(Beginning of The input)
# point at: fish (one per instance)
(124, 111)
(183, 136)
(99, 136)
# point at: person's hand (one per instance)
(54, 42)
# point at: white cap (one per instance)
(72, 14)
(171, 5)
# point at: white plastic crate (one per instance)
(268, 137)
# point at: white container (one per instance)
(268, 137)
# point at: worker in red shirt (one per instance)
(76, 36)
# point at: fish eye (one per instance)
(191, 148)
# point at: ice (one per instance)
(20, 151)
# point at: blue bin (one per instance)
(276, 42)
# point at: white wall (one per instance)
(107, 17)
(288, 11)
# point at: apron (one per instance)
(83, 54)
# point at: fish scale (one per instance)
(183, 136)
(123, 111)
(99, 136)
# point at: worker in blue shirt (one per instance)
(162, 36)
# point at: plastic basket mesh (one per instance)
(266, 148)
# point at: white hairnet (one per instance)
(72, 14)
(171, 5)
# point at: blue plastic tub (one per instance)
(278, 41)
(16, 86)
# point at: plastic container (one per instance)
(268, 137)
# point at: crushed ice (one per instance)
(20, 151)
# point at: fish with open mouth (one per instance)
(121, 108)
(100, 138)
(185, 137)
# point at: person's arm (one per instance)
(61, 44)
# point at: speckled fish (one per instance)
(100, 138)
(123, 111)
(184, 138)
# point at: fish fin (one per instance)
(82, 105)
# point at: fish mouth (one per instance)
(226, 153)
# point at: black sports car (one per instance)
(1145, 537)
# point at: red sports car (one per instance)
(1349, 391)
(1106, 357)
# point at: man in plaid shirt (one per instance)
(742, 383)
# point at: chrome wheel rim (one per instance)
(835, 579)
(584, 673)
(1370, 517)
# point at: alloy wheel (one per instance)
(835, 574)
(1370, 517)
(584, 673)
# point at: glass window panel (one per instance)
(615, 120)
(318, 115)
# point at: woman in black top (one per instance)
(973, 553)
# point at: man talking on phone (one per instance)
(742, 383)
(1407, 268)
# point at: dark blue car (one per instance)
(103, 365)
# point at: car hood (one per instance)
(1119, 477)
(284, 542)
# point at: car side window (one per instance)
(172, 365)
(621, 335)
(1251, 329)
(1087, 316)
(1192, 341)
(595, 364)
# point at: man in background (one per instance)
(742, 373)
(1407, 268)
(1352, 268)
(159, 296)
(End of The input)
▶ [About this exercise]: Nothing is to be left out; every record above must be repeated exactly.

▶ [Written response]:
# point at: fish (one per instance)
(124, 111)
(183, 136)
(99, 136)
# point at: person's hand (one per instance)
(54, 42)
# point at: white cap (one per instance)
(72, 14)
(171, 5)
# point at: white plastic crate (one per instance)
(268, 137)
# point at: white container (one per instance)
(268, 137)
# point at: worker in red shirt (one per instance)
(76, 36)
# point at: fish eye (one per instance)
(191, 148)
# point at: ice (one per instance)
(20, 151)
# point at: blue bin (one per instance)
(276, 42)
# point at: white wall (one per instance)
(107, 17)
(288, 11)
# point at: apron (one per instance)
(83, 54)
# point at: fish scale (one per instance)
(183, 136)
(123, 111)
(99, 136)
# point at: worker in blue shirt (one per instance)
(162, 36)
# point at: plastic basket mesh (one per instance)
(266, 148)
# point at: white hairnet (one per instance)
(72, 14)
(171, 5)
# point at: blue plastic tub (one per instance)
(278, 41)
(16, 86)
# point at: plastic container (one per instance)
(268, 137)
# point at: crushed ice (one per instance)
(20, 151)
# point at: fish with open mouth (one per instance)
(121, 108)
(100, 138)
(185, 137)
# point at: person's arm (one per instance)
(61, 44)
# point at: speckled fish (one per instance)
(100, 138)
(123, 111)
(184, 138)
# point at: fish fin (one per instance)
(82, 105)
# point at: fish mouth (one per instance)
(226, 153)
# point at: black sports car (one per instance)
(1145, 537)
# point at: red sports car (one per instance)
(1349, 391)
(1106, 357)
# point at: man in plaid shirt (one per instance)
(742, 383)
# point at: chrome wheel rim (one per instance)
(835, 579)
(584, 673)
(1370, 517)
# point at: alloy wheel (one per instance)
(835, 574)
(1370, 517)
(584, 673)
# point at: glass window panel (one per instance)
(615, 120)
(318, 115)
# point at: woman in black top (one per instance)
(973, 553)
# point at: man talking on phone (one per instance)
(742, 383)
(1407, 268)
# point at: dark blue car (one per instance)
(103, 365)
# point at: car hood (one per instance)
(1119, 477)
(284, 542)
# point at: car side window (one per instance)
(172, 365)
(621, 335)
(1251, 329)
(1087, 316)
(1192, 341)
(595, 364)
# point at: man in background (one per instance)
(742, 373)
(1407, 268)
(1352, 268)
(159, 296)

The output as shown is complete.